Segment Start: SELECTED EXTRACT
Women may feel insecure or dissatisfied with their own bodies and appearance if they believe they don’t fit these standards. Standards that are not real: those bodies are edited in image tools, receive artificial glow, are manipulated in countless ways by video and image professionals, and are anything but natural.
The media can also portray pregnancy unrealistically or idealistically, which can lead women to feel pressured to achieve unrealistic goals or be dissatisfied with their own pregnancy experience.
Who hasn’t seen a magazine cover showing a fit, toned pregnant woman, on a strict diet and exercising 10 hours a day? This is not only unattainable for most women but impractical for working women or mothers without any support network.
We cannot forget that the beauty and body standards portrayed in the media are not representative of reality. Not to mention that they are often also racist and fat-phobic.
Try not to compare yourself to these standards, and remember: we are not here to decorate the scenery. You are a person, not an object.
Dealing with Physical Changes During Pregnancy
It’s normal to feel concerned about your appearance during pregnancy. While some women experience a boost in self-esteem and libido due to the abundance of hormones circulating in the body, others may feel more insecure and have self-esteem issues with changes in the body and physical appearance.
After all, the pregnant body is a new body. A new self-image that we have to deal with and get used to in this process of building the new “me” in motherhood. And this can affect your self-esteem and emotional well-being.
Here are some tips for dealing with physical changes during pregnancy:
Body changes are normal and temporary
It’s normal for your body to change as the baby grows. Remember that these changes are temporary, and your body is doing the important work of creating and sustaining new life. What’s not normal are the aesthetic pressures placed solely on the shoulders of women, as if our only function in life is to decorate the landscape.
Regular physical activity can help manage weight gain, improve your mood, and prepare your body for childbirth. Additionally, exercise releases serotonin and endorphins, the hormones responsible for feelings of happiness and joy, which helps improve self-esteem and self-image.
Talk to your doctor or midwife about recommended exercises for your case.
Segment End: SELECTED EXTRACT
▸ **LIST OF TASKS**:
a - Answer these questions from the text on pregnancy and body image, one per line:
(i) Which two hormones does exercise release?
(ii) Besides not representing reality, what two things does the text say media beauty and body standards often are?
(iii) How many hours a day is the pregnant woman on the magazine cover said to exercise?
b - Write the next part of the text on pregnancy and body image, starting after its final sentence.
Segment Start: EXTRACTED INFORMATION
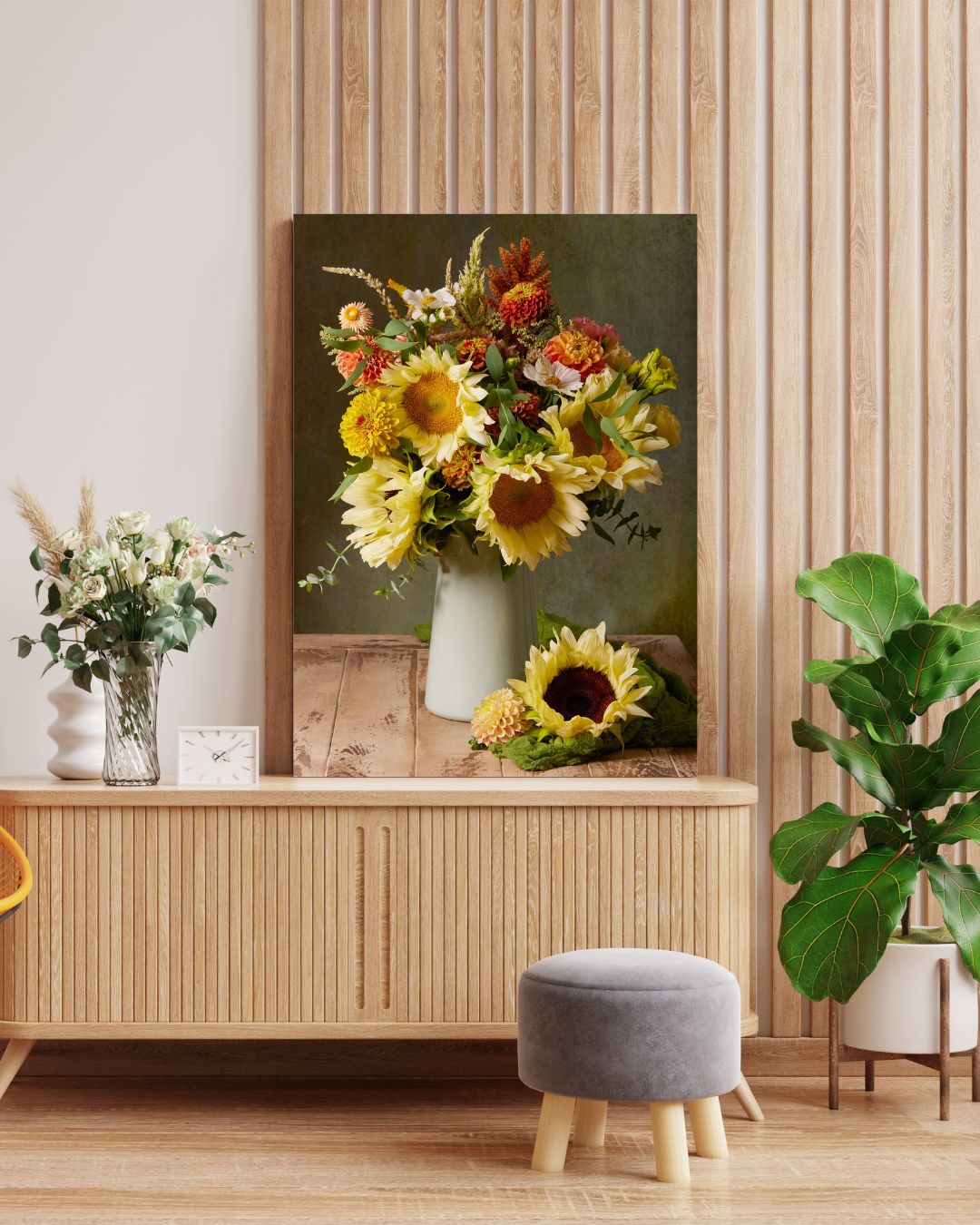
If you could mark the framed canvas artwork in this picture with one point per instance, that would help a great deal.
(495, 529)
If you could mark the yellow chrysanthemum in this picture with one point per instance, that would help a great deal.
(370, 426)
(563, 426)
(578, 685)
(440, 403)
(529, 508)
(499, 718)
(356, 318)
(386, 507)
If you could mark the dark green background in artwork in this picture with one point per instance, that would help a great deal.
(636, 272)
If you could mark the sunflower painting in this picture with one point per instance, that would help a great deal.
(495, 457)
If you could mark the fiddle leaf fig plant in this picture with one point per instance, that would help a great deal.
(837, 925)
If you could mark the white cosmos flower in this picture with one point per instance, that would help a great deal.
(132, 522)
(70, 541)
(553, 375)
(424, 303)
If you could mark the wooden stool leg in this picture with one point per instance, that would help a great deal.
(590, 1123)
(671, 1142)
(945, 1039)
(833, 1051)
(708, 1126)
(17, 1050)
(746, 1099)
(553, 1133)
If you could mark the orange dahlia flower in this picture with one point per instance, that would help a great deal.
(377, 359)
(576, 350)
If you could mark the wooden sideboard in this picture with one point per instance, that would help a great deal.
(338, 908)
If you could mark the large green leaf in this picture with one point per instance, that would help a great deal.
(921, 653)
(835, 930)
(855, 755)
(962, 822)
(912, 772)
(870, 693)
(957, 887)
(959, 745)
(871, 594)
(801, 849)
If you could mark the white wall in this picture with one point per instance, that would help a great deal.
(130, 311)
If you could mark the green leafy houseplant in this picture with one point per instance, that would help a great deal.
(838, 923)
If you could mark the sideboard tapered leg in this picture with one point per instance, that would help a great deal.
(13, 1060)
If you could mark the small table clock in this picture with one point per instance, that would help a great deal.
(218, 756)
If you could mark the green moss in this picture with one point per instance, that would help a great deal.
(921, 936)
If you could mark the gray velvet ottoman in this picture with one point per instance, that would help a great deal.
(631, 1024)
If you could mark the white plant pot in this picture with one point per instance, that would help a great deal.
(79, 730)
(897, 1007)
(483, 629)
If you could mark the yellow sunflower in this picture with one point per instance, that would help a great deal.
(578, 685)
(386, 507)
(440, 402)
(529, 508)
(563, 426)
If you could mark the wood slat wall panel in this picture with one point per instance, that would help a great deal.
(861, 196)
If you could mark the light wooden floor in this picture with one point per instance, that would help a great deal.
(152, 1151)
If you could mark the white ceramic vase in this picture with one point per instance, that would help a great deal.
(897, 1007)
(79, 730)
(483, 629)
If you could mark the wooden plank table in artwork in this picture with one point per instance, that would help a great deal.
(359, 712)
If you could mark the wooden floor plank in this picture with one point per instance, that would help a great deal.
(359, 710)
(191, 1151)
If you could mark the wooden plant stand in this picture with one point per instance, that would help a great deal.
(838, 1051)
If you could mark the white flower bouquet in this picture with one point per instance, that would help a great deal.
(115, 595)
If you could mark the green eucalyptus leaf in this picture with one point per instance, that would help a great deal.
(836, 928)
(350, 475)
(101, 669)
(207, 609)
(83, 678)
(957, 888)
(855, 755)
(870, 593)
(51, 639)
(801, 849)
(609, 392)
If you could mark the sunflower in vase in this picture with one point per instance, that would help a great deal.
(487, 430)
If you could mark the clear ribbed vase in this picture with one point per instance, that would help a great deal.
(132, 718)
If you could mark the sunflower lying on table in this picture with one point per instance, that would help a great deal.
(583, 697)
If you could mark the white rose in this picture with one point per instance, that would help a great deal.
(73, 598)
(162, 588)
(181, 527)
(67, 542)
(88, 560)
(94, 588)
(132, 522)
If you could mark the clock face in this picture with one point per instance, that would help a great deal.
(218, 756)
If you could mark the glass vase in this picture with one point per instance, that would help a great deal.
(483, 629)
(132, 717)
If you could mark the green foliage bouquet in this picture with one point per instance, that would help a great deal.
(838, 924)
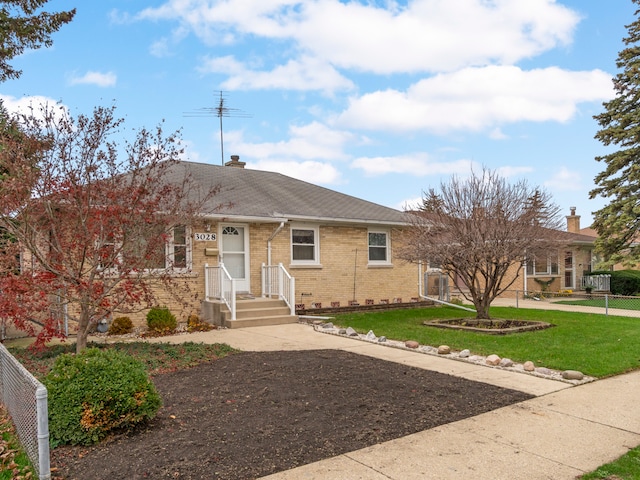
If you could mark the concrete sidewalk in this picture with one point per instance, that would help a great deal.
(562, 433)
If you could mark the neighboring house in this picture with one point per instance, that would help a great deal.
(568, 269)
(338, 249)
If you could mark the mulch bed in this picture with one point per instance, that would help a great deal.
(252, 414)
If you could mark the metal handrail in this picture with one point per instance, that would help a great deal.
(276, 281)
(220, 285)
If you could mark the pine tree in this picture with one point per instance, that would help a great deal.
(618, 223)
(23, 27)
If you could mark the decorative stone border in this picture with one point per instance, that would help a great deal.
(492, 361)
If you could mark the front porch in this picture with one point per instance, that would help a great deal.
(226, 307)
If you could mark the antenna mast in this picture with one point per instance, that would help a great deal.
(220, 110)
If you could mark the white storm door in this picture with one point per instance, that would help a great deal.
(235, 254)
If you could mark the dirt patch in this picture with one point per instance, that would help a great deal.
(495, 327)
(253, 414)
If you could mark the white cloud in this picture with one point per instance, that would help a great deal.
(306, 73)
(565, 180)
(99, 79)
(479, 98)
(313, 141)
(423, 36)
(310, 171)
(31, 105)
(418, 164)
(409, 204)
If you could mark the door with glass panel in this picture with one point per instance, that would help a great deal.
(235, 254)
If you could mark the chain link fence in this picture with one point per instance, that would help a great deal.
(580, 301)
(26, 401)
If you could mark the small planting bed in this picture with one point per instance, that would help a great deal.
(492, 326)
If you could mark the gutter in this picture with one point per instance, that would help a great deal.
(273, 235)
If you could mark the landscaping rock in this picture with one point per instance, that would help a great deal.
(493, 360)
(506, 362)
(572, 375)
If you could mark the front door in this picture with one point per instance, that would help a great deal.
(235, 254)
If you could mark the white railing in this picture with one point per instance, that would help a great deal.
(276, 282)
(219, 285)
(600, 283)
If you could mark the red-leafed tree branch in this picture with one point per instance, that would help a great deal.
(87, 221)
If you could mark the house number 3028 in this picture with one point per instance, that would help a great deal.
(204, 237)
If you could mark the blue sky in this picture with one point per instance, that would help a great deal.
(379, 99)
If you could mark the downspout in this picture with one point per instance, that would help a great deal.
(273, 235)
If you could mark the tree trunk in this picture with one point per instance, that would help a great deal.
(83, 330)
(482, 305)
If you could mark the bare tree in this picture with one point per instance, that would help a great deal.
(481, 230)
(100, 225)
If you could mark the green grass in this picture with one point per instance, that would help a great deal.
(157, 357)
(597, 345)
(627, 467)
(600, 302)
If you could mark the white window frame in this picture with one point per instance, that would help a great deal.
(387, 247)
(170, 249)
(531, 268)
(316, 244)
(170, 253)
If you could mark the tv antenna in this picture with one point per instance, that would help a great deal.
(220, 110)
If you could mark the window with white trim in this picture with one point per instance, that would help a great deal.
(541, 267)
(167, 251)
(304, 245)
(379, 247)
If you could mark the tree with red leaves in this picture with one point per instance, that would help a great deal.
(87, 221)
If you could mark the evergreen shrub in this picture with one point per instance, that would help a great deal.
(120, 326)
(161, 321)
(96, 392)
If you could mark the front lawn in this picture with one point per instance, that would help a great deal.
(626, 303)
(597, 345)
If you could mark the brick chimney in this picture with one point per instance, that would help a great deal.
(235, 162)
(573, 221)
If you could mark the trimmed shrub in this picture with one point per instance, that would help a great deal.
(96, 392)
(120, 326)
(623, 282)
(160, 320)
(194, 324)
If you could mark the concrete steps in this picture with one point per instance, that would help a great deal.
(258, 312)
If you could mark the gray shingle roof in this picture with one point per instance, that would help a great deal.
(273, 196)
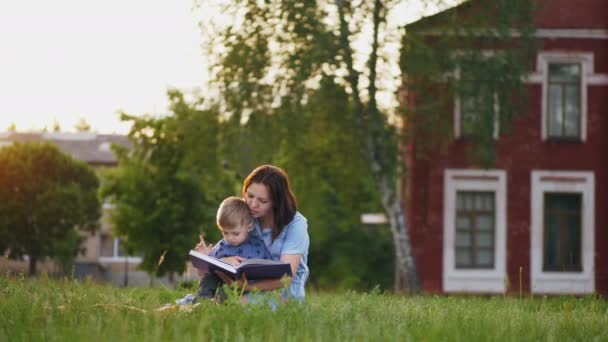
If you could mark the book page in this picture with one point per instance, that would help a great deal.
(254, 261)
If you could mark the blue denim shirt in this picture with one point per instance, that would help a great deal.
(253, 247)
(292, 240)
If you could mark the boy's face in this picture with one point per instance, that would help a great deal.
(236, 235)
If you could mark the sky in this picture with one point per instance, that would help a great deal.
(65, 60)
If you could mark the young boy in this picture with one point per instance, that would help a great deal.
(235, 222)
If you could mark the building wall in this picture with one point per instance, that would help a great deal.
(518, 155)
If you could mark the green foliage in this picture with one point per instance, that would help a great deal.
(280, 72)
(469, 52)
(166, 189)
(80, 311)
(45, 196)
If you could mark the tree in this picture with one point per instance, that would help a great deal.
(273, 56)
(46, 197)
(166, 189)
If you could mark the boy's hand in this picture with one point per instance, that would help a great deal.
(241, 283)
(203, 247)
(233, 260)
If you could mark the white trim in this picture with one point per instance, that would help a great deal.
(585, 59)
(540, 33)
(572, 33)
(474, 280)
(562, 181)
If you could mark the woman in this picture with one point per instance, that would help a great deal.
(277, 221)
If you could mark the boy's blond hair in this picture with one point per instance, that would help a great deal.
(233, 212)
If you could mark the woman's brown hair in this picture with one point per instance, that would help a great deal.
(284, 204)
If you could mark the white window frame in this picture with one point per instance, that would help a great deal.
(581, 182)
(474, 280)
(458, 115)
(586, 62)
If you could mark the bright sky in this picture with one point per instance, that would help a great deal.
(66, 59)
(62, 60)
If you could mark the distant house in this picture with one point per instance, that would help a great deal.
(540, 216)
(103, 258)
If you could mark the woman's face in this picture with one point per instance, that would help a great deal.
(258, 200)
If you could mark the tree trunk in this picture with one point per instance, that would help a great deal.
(32, 268)
(370, 123)
(406, 276)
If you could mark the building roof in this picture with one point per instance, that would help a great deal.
(90, 147)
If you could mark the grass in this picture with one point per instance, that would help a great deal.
(69, 310)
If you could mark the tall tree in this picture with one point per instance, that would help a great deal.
(45, 198)
(166, 189)
(276, 52)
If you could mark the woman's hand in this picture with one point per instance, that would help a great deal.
(202, 247)
(233, 260)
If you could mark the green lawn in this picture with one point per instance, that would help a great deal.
(52, 310)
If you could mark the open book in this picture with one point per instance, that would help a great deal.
(254, 269)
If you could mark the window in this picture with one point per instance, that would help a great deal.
(474, 243)
(564, 100)
(468, 114)
(562, 227)
(562, 232)
(565, 77)
(474, 231)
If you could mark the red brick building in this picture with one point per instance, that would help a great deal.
(539, 217)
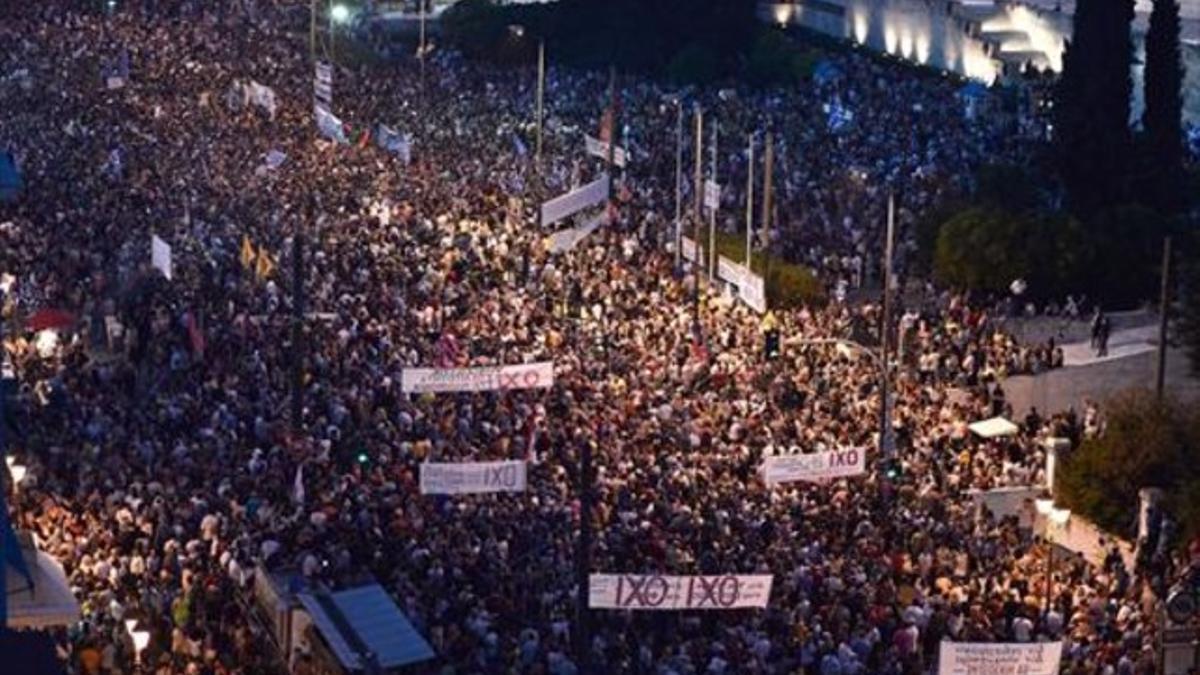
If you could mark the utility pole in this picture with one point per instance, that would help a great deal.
(541, 93)
(4, 487)
(678, 181)
(312, 30)
(420, 55)
(1164, 310)
(885, 338)
(333, 37)
(712, 210)
(767, 180)
(583, 633)
(749, 198)
(699, 189)
(612, 132)
(298, 351)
Segment End: EXTRACTED INFORMATION
▸ **ANSWERS PROVIDED**:
a -
(i) Serotonin and endorphins
(ii) Racist and fat-phobic
(iii) 10 hours

b -
Adopt a healthy diet
A balanced diet that includes plenty of fruits, vegetables, and other nutrient-rich foods can help you maintain a healthy weight and provide the nutrients your baby needs to grow. Moreover, eating better also helps keep hormones balanced, giving a greater sense of well-being and happiness.
Get plenty of rest
Pregnancy can be physically and emotionally demanding, so it’s important to get enough rest to feel good. Remember that your body not only has to work to maintain your well-being, but it also works to develop, feed, and maintain the well-being of another life, which is your baby. All of this consumes a lot of energy, and getting good sleep is more important than ever.
Drinking plenty of water can help you stay hydrated and avoid common discomforts during pregnancy, such as constipation and swelling. Hydration is also crucial for regenerating and nourishing the skin, reducing the possibility of dryness and other common skin problems during pregnancy.
Practice relaxation techniques
Techniques such as deep breathing exercises, meditation, yoga, or pilates can help reduce stress and improve your overall well-being while also helping you prepare for childbirth.
Talk to your doctor or midwife
If you have concerns about your pregnancy or are experiencing symptoms you consider unusual, don’t hesitate to talk to your doctor or midwife for professional guidance and support. It’s important to have the support of trustworthy friends and family, but sometimes only professional medical help can provide truly useful advice for dealing with certain situations.